▶ _TRECHO PARA LEITURA_:
|---|

Posto de combustíveis do DF vende gasolina com preço quase 40% menor no Dia da Liberdade de Impostos (Marcelo Camargo/Agência Brasil)
Flávia Furlan
Publicado em 26 de julho de 2017 às 18h00.
Última atualização em 26 de julho de 2017 às 22h33.
São Paulo – O que era temido aconteceu: os brasileiros vão ter de pagar 10 bilhões de reais a mais nos cinco meses que restam deste ano para abastecer seus veículos com gasolina, etanol ou diesel. Mas isso não significa que os tanques vão ficar mais cheios. Na verdade, esses recursos irão para os cofres públicos. No dia 20 de julho, o governo anunciou a elevação das alíquotas dos impostos PIS e Cofins que incidem sobre os combustíveis, uma medida tomada para tentar atingir a meta fiscal de um déficit de 139 bilhões de reais neste ano.
A repercussão, no entanto, não será apenas para quem anda de carro, pois o encarecimento dos combustíveis afeta os serviços de transporte e, portanto, os custos das empresas país afora. O banco Safra já estima que a inflação deste ano será de 3,5%, e não mais de 3,1%, como esperava anteriormente. A consultoria MB Associados aposta que a taxa básica de juro cairá para 8,25% até dezembro, mas não aguarda novos cortes depois disso.

|---|

▶ _TAREFAS A CONCLUIR_:
[A] De acordo com o texto sobre os combustíveis, quais impostos tiveram suas alíquotas elevadas pelo governo?
[B] Por favor, reescreva de forma mais curta o parágrafo do texto sobre os combustíveis que começa com "A repercussão, no entanto", mantendo os fatos principais.

Registros de anotação de posição:
|---|

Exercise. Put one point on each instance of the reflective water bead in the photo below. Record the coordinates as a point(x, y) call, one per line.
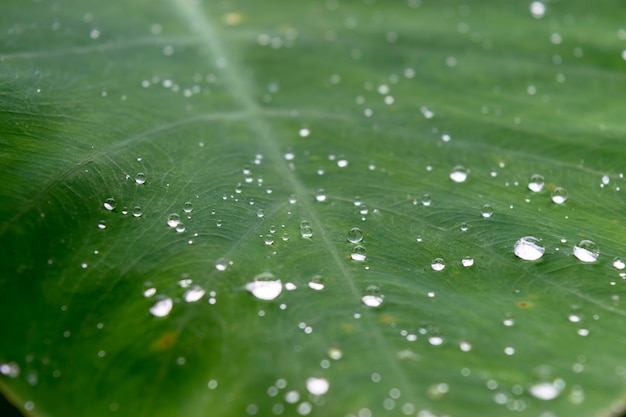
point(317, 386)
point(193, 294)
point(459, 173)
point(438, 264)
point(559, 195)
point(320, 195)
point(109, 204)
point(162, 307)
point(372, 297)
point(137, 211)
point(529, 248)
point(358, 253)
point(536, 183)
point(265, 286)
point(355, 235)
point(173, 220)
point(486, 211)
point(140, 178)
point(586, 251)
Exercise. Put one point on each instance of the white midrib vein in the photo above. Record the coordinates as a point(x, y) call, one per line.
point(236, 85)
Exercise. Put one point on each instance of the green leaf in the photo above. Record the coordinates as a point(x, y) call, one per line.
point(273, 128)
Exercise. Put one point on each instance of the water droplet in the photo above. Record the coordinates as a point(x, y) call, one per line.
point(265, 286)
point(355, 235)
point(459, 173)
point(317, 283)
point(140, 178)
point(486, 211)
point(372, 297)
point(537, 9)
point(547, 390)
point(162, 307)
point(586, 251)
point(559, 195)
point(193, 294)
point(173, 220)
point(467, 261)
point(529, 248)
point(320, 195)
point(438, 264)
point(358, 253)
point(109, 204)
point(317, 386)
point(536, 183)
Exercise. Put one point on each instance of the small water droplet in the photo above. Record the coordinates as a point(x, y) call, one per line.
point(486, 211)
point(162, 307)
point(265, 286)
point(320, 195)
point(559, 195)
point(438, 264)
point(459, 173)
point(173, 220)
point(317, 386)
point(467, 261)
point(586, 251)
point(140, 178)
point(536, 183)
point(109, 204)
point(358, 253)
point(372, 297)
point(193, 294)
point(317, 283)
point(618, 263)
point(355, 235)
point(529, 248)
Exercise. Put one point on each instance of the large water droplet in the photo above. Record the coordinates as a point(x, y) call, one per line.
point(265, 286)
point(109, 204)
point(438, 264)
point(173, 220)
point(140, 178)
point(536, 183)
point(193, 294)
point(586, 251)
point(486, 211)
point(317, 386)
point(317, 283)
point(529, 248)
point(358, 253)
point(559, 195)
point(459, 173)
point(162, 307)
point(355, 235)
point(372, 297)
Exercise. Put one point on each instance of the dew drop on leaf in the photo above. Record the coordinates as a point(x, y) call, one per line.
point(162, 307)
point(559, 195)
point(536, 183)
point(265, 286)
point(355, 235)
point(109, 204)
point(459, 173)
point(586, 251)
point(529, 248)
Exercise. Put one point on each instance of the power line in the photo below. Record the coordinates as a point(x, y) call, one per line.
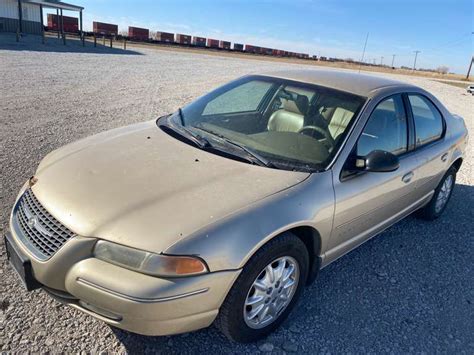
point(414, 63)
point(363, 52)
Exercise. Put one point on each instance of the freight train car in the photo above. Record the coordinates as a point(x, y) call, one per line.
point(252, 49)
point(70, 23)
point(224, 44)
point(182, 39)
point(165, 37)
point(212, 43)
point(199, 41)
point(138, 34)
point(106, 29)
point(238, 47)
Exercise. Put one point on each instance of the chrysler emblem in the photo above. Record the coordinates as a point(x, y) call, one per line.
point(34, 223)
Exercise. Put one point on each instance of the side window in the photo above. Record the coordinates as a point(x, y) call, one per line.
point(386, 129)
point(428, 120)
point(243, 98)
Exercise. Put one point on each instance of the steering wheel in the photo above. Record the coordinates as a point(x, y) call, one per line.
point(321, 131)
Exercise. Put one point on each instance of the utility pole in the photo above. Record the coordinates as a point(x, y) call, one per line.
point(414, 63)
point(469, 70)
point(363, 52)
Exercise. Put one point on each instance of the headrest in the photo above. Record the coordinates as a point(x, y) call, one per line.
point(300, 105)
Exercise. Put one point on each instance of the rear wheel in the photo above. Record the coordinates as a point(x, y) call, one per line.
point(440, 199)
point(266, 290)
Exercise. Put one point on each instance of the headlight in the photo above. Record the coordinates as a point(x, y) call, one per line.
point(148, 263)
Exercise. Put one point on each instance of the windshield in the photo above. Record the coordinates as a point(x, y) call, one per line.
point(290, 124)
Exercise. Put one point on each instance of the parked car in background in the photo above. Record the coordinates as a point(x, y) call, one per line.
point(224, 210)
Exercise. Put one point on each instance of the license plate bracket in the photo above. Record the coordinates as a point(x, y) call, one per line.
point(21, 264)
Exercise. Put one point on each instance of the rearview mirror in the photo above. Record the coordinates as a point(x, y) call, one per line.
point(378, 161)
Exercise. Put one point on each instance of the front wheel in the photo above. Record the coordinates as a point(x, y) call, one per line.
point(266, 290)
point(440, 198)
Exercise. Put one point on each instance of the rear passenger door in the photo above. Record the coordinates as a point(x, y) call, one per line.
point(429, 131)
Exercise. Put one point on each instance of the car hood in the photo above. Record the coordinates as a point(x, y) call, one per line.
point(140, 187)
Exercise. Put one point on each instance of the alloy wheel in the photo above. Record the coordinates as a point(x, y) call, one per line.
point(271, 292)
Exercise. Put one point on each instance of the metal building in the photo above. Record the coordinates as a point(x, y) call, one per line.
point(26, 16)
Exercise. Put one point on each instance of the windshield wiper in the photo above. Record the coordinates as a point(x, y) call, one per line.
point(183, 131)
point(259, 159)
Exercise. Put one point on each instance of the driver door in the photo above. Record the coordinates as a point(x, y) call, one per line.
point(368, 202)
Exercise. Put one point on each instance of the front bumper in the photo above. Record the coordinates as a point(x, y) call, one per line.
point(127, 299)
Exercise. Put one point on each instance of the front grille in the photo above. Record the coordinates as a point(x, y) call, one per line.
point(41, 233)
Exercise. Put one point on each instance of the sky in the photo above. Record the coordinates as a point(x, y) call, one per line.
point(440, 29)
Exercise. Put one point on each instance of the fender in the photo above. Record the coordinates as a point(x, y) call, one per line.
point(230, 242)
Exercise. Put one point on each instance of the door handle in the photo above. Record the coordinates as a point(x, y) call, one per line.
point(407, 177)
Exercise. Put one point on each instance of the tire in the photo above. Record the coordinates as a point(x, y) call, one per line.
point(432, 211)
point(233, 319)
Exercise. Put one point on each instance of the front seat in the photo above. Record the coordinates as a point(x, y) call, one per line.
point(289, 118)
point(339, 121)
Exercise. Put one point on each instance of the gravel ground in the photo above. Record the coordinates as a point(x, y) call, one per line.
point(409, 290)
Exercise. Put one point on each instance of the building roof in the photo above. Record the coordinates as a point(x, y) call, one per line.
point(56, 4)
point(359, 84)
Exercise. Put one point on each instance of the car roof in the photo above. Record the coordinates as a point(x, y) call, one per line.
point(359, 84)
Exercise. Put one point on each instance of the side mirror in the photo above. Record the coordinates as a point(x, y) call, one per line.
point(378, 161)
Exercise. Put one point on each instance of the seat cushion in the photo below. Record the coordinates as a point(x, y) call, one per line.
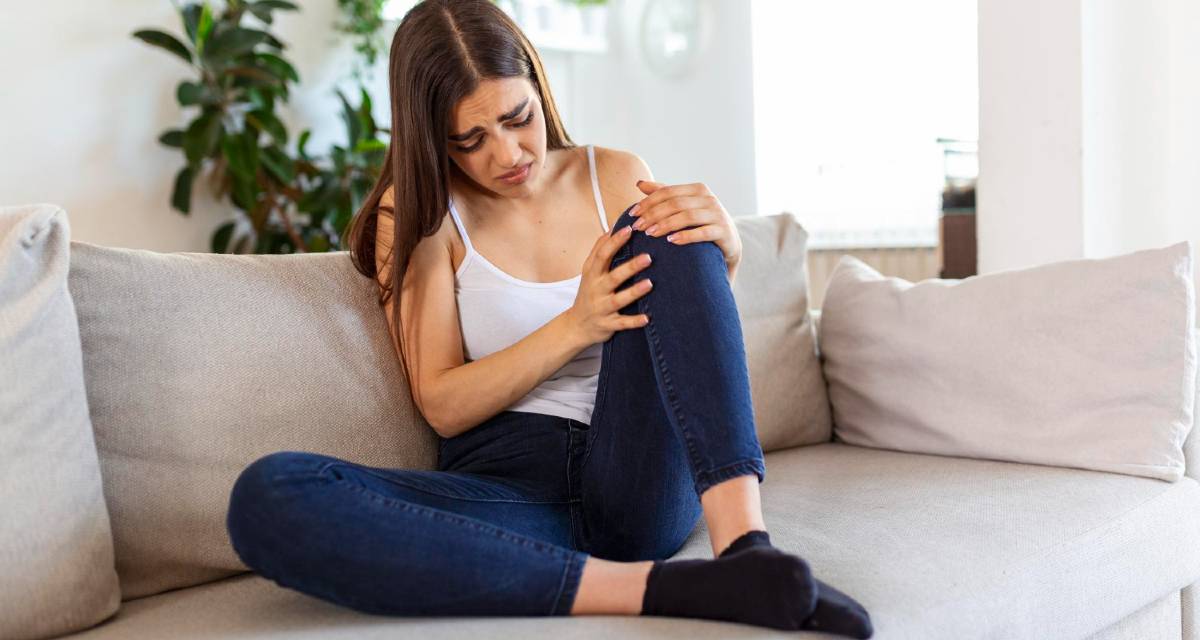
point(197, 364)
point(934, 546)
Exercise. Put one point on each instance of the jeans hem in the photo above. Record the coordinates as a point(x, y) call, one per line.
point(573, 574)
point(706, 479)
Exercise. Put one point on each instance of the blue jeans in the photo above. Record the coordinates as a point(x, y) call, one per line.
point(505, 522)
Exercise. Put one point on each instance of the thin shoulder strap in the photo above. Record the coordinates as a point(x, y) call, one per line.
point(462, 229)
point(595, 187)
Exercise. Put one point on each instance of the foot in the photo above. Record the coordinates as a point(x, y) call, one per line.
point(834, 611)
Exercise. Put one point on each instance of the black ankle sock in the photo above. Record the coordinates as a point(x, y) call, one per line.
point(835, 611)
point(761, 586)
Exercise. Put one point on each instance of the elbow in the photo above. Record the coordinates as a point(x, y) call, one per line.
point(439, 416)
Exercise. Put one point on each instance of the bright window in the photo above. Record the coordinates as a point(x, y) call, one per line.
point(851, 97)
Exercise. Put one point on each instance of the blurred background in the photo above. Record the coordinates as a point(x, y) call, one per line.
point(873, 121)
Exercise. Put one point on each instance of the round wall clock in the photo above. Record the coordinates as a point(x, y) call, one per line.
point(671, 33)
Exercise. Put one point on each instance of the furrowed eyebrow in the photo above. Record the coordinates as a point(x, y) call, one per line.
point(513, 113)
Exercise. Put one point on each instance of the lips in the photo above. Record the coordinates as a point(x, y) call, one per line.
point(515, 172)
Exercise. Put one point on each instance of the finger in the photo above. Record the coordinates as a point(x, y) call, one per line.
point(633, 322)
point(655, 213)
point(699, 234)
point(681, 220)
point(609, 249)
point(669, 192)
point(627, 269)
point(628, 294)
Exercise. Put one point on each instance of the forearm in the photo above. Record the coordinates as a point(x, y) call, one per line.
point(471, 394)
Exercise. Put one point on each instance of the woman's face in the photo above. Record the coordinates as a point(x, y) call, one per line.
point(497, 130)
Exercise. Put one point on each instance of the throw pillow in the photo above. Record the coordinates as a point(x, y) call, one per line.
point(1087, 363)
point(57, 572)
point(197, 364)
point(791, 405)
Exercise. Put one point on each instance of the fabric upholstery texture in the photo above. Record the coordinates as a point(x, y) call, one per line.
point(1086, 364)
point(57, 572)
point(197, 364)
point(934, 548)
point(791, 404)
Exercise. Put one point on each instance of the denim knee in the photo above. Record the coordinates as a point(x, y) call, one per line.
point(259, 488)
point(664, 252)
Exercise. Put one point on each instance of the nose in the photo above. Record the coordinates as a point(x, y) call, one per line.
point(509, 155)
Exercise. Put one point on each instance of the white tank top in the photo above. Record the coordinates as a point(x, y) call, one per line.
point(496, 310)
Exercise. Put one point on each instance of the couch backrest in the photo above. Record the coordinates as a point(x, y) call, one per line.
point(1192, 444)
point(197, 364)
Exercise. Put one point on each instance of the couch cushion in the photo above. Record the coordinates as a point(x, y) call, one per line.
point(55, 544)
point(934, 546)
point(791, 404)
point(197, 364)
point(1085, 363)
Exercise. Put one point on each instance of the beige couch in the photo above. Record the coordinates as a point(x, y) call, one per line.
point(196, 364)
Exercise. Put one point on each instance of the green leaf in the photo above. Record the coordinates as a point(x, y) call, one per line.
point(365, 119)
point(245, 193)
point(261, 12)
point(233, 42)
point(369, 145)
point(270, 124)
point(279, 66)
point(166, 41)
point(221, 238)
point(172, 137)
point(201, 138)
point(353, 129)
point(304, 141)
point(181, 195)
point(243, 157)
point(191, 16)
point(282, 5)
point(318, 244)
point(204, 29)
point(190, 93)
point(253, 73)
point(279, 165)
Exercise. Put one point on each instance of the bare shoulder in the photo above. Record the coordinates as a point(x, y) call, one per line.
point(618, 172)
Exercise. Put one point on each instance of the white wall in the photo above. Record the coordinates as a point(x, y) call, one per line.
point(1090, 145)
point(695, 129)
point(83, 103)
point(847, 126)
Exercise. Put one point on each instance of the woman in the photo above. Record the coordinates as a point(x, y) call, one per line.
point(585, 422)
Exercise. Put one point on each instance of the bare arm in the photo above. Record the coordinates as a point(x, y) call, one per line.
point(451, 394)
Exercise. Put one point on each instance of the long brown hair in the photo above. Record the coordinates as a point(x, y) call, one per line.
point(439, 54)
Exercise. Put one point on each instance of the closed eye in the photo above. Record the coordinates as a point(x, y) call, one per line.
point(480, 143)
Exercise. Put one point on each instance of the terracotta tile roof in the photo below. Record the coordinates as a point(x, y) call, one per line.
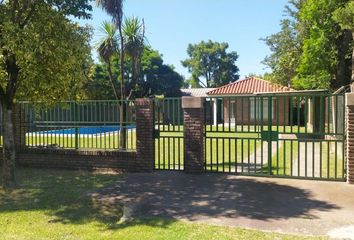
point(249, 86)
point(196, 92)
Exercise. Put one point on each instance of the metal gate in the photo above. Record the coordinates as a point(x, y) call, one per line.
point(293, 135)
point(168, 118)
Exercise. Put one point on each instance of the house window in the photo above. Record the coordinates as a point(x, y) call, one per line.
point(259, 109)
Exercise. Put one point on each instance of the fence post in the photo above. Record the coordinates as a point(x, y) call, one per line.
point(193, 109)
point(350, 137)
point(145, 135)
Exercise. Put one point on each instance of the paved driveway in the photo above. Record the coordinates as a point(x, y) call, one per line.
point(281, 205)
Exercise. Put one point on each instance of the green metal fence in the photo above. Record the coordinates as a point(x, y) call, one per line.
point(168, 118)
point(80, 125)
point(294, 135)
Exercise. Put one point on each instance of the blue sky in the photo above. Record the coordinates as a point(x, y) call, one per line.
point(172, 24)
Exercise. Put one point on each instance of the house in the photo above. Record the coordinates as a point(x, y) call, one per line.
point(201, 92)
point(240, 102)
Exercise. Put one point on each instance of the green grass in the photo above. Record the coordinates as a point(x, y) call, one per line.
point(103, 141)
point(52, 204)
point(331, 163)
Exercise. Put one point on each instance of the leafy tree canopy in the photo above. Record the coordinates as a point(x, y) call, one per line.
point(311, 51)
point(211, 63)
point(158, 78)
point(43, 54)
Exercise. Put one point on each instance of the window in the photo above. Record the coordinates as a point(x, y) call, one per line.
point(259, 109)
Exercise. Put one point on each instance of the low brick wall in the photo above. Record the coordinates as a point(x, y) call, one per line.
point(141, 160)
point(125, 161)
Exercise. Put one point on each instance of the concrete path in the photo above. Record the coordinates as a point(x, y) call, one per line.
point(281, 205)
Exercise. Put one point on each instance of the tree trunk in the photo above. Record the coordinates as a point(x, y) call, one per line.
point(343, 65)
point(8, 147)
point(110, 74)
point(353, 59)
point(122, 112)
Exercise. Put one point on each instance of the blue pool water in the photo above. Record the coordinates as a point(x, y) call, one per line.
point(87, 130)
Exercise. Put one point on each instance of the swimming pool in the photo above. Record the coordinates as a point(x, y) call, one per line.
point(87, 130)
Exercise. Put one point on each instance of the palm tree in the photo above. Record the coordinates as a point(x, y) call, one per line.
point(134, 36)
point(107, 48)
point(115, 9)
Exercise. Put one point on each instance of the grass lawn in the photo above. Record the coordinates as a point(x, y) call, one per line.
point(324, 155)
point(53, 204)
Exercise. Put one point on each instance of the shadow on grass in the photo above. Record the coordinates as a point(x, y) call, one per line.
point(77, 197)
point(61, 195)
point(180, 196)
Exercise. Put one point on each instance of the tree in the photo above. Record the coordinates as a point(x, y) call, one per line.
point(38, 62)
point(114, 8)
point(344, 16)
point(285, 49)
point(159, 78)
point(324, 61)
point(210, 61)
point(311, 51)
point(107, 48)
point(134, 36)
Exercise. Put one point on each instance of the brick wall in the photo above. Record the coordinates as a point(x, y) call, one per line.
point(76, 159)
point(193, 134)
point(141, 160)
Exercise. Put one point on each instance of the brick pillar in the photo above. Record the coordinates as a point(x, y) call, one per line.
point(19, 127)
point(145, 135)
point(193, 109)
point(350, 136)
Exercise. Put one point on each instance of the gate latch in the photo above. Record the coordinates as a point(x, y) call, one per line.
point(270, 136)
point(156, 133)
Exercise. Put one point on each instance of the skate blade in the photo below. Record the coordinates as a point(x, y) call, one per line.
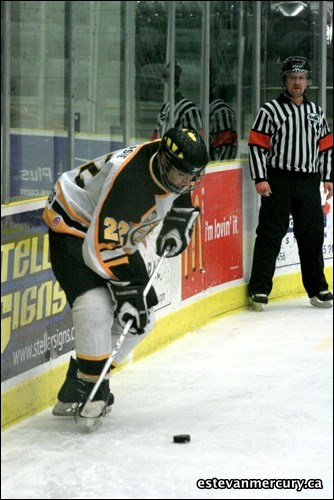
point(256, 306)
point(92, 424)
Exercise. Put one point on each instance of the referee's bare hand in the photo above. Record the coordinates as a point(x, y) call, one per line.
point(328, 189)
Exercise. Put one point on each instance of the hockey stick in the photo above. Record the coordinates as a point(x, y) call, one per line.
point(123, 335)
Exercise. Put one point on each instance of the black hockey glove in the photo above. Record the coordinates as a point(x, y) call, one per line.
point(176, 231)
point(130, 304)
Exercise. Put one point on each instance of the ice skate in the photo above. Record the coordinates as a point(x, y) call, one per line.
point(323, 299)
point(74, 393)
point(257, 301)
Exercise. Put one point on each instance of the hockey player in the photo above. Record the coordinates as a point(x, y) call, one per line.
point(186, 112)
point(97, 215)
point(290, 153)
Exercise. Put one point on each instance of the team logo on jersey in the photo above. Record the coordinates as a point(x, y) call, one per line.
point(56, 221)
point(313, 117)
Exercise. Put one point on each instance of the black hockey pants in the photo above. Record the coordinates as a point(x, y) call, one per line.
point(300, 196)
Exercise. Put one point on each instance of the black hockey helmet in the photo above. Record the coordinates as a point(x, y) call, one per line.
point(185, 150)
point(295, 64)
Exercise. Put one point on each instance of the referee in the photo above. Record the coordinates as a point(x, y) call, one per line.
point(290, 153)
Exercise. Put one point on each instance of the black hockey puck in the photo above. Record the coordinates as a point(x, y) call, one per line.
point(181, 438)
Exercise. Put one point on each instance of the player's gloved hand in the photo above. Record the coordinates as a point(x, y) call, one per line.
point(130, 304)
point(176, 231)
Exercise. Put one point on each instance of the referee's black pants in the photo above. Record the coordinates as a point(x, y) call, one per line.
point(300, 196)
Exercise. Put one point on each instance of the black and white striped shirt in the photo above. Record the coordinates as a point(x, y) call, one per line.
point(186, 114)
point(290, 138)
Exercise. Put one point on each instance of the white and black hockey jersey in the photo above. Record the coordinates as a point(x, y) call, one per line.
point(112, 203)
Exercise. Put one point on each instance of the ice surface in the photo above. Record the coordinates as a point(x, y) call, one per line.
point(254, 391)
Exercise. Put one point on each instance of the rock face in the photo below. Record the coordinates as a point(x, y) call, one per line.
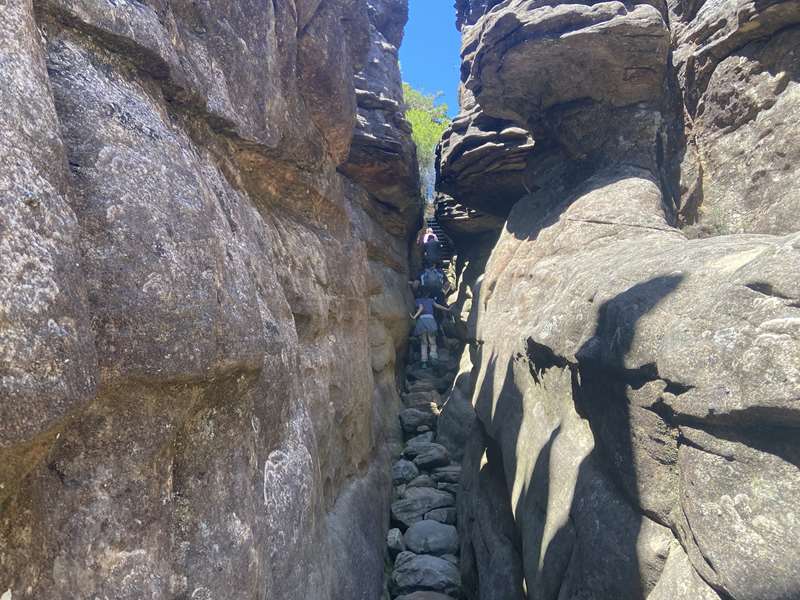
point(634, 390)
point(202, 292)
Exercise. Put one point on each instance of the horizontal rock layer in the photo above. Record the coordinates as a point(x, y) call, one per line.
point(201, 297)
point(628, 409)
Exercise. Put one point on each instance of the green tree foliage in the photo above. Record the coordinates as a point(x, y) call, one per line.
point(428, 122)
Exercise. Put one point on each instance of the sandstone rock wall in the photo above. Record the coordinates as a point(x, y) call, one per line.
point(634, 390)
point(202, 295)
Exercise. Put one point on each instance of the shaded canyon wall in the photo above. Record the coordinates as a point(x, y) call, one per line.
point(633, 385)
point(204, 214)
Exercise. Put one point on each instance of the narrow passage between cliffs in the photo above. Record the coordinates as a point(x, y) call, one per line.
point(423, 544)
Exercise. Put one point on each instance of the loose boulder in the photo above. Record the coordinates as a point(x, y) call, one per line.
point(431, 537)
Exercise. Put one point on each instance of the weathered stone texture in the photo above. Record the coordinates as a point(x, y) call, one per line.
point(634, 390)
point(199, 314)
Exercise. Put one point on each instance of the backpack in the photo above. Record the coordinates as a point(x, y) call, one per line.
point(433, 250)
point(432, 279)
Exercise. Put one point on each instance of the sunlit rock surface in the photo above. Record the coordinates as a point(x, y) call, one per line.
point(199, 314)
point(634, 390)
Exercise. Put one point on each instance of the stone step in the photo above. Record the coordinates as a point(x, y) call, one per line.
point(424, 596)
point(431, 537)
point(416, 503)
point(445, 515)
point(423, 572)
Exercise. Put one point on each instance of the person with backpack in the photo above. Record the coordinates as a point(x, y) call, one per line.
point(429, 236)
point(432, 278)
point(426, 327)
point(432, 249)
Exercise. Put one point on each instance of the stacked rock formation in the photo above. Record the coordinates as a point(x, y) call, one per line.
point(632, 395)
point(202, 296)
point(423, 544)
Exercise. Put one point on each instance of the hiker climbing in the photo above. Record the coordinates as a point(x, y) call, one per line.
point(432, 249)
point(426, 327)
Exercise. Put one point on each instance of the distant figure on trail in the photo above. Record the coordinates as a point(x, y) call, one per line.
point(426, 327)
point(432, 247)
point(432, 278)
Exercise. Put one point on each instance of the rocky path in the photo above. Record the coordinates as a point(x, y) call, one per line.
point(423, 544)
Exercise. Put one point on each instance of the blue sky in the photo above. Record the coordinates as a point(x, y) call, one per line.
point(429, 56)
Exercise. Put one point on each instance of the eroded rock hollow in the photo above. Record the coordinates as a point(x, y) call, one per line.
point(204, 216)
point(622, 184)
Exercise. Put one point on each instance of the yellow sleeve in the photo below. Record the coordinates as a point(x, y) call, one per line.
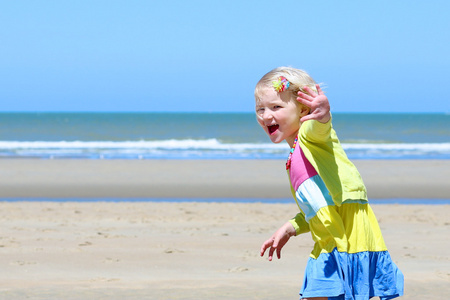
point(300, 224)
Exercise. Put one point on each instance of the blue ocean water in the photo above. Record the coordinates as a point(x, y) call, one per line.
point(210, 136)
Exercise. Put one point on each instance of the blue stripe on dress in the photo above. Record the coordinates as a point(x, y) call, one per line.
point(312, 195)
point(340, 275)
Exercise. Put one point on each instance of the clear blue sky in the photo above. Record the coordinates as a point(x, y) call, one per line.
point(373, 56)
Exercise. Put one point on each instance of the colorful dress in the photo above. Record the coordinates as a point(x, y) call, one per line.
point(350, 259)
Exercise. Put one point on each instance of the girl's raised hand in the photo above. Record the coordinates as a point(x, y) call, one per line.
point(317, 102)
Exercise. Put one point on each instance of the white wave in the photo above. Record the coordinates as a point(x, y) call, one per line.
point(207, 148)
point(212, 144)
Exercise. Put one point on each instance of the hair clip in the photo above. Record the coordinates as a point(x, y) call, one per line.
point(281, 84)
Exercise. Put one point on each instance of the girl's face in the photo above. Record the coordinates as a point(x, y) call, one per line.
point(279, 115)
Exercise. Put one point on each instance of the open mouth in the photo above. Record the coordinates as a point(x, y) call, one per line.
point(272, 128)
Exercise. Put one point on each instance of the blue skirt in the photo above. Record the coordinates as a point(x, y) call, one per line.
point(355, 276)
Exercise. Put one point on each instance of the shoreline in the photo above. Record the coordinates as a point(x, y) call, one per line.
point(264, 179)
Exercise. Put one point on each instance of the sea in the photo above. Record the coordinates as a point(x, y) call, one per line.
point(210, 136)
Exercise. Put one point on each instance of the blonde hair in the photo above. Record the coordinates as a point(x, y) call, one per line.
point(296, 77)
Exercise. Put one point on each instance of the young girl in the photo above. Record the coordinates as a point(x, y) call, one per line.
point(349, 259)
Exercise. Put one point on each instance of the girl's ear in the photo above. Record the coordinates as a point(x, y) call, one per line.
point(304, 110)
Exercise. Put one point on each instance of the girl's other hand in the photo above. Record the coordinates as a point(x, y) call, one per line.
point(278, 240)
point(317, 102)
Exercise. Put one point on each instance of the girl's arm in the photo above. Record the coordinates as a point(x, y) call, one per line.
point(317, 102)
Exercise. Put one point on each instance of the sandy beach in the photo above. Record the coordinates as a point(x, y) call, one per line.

|---|

▶ _AS RESPOSTAS_:
[A] PIS e Cofins.

[B] O encarecimento dos combustíveis afeta não só quem anda de carro, mas também os serviços de transporte e os custos das empresas. O banco Safra agora estima inflação de 3,5% neste ano, em vez de 3,1%. A MB Associados prevê que a taxa básica de juro cairá para 8,25% até dezembro, sem novos cortes depois disso.